*Task goal*
In the records below, find every line with the word "white" and copy it.

*** Block opens ***

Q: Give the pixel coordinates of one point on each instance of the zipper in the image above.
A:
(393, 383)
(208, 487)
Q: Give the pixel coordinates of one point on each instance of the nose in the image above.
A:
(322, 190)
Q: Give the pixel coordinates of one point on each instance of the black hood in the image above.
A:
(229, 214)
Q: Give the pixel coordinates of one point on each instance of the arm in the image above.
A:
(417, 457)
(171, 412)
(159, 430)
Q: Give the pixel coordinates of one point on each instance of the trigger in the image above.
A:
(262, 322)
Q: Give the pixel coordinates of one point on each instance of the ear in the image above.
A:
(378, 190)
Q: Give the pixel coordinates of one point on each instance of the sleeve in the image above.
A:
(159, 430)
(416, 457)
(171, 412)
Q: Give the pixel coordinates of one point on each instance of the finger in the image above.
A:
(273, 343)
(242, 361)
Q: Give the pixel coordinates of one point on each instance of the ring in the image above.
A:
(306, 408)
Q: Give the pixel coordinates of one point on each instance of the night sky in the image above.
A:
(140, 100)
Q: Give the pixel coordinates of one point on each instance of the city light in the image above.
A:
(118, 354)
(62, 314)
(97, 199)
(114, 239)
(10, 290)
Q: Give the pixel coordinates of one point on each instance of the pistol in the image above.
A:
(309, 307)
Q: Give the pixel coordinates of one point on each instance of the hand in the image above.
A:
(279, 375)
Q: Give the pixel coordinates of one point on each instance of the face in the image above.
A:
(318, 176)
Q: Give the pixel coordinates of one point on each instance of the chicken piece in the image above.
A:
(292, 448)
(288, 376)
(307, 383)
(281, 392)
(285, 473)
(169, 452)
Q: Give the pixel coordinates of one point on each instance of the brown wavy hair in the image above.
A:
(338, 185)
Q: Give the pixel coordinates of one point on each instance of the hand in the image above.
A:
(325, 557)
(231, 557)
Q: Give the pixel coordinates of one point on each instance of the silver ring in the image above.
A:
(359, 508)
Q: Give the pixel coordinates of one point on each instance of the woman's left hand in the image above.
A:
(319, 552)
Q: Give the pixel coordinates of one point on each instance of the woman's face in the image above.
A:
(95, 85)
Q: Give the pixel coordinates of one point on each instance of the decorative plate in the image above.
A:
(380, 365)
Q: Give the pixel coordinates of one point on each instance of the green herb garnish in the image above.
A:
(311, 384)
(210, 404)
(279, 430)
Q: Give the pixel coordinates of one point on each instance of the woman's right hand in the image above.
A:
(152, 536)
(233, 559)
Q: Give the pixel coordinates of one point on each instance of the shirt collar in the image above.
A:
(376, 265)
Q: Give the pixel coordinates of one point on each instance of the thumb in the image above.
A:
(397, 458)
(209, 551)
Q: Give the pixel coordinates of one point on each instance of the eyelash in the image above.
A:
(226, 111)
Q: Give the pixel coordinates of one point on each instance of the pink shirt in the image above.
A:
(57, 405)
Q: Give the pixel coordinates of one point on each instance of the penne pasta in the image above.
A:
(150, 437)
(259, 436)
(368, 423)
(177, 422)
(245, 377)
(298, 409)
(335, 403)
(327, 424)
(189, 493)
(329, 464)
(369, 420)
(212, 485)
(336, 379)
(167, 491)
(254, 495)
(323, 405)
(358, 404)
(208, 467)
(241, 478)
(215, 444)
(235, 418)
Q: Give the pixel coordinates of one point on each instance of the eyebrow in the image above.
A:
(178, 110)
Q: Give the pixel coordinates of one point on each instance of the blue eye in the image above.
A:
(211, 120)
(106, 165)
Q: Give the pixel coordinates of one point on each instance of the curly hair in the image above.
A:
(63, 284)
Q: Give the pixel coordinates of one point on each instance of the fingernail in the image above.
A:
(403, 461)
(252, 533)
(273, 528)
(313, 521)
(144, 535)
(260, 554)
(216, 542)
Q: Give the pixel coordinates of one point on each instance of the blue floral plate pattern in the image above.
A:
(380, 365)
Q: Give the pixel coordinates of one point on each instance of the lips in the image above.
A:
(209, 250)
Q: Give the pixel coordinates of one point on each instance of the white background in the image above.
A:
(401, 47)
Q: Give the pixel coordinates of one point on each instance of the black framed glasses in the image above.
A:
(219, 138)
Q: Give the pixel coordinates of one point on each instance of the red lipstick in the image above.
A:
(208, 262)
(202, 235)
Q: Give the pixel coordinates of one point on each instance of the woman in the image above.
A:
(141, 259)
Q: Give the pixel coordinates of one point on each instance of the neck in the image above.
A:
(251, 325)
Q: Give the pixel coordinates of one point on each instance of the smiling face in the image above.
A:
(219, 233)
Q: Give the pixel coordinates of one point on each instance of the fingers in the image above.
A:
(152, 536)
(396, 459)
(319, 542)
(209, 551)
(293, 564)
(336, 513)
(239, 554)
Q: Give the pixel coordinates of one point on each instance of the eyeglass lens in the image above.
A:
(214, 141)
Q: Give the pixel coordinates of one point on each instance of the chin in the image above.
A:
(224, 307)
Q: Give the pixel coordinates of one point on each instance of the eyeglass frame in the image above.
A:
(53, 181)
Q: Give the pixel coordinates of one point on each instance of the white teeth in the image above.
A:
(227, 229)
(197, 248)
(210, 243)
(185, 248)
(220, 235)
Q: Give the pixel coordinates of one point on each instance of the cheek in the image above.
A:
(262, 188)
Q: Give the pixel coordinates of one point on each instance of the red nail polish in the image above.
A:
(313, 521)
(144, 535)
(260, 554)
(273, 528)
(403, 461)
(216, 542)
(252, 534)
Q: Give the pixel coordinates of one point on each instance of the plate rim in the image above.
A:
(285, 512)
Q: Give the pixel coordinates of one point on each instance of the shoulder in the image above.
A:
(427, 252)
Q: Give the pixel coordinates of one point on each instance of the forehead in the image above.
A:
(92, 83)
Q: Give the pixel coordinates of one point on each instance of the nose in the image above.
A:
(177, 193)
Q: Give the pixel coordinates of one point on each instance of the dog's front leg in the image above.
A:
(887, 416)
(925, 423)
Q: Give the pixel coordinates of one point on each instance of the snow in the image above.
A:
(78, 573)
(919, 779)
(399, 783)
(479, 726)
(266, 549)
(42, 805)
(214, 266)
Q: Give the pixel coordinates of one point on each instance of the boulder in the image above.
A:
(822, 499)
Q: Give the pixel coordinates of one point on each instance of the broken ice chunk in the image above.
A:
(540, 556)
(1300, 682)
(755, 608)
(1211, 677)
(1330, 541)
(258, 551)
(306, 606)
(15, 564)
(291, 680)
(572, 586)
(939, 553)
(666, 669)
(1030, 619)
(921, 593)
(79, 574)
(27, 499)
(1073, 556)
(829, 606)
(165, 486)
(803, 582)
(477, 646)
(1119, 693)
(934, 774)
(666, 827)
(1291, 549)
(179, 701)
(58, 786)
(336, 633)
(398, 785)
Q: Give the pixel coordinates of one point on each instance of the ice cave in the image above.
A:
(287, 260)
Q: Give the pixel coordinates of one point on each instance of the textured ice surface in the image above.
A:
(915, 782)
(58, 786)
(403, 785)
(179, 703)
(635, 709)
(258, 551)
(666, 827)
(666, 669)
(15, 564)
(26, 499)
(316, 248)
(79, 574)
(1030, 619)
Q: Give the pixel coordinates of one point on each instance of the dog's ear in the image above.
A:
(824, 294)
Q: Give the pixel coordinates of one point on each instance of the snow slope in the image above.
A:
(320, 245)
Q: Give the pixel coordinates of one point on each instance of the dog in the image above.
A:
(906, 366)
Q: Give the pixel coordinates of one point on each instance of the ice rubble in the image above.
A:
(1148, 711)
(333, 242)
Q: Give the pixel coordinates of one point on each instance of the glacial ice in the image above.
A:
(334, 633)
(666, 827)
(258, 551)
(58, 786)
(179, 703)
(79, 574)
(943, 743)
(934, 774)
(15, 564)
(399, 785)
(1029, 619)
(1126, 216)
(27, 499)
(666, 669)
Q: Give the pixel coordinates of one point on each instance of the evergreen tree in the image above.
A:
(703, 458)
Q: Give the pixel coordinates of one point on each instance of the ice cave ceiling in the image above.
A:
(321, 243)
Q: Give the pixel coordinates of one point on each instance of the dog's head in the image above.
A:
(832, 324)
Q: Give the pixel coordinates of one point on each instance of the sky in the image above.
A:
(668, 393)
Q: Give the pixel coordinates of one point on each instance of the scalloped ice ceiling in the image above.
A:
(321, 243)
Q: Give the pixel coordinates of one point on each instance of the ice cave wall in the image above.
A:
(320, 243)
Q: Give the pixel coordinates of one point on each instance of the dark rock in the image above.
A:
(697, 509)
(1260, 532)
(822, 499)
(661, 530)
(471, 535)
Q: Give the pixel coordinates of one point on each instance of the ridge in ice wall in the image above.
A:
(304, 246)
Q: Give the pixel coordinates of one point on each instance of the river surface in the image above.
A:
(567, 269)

*** Block closes ***

*Answer for this exercise*
Q: Give the pixel coordinates of one point on each instance of the white background in the image above.
Q: Give the pixel coordinates of one point on each instance of the white teeth in the image above.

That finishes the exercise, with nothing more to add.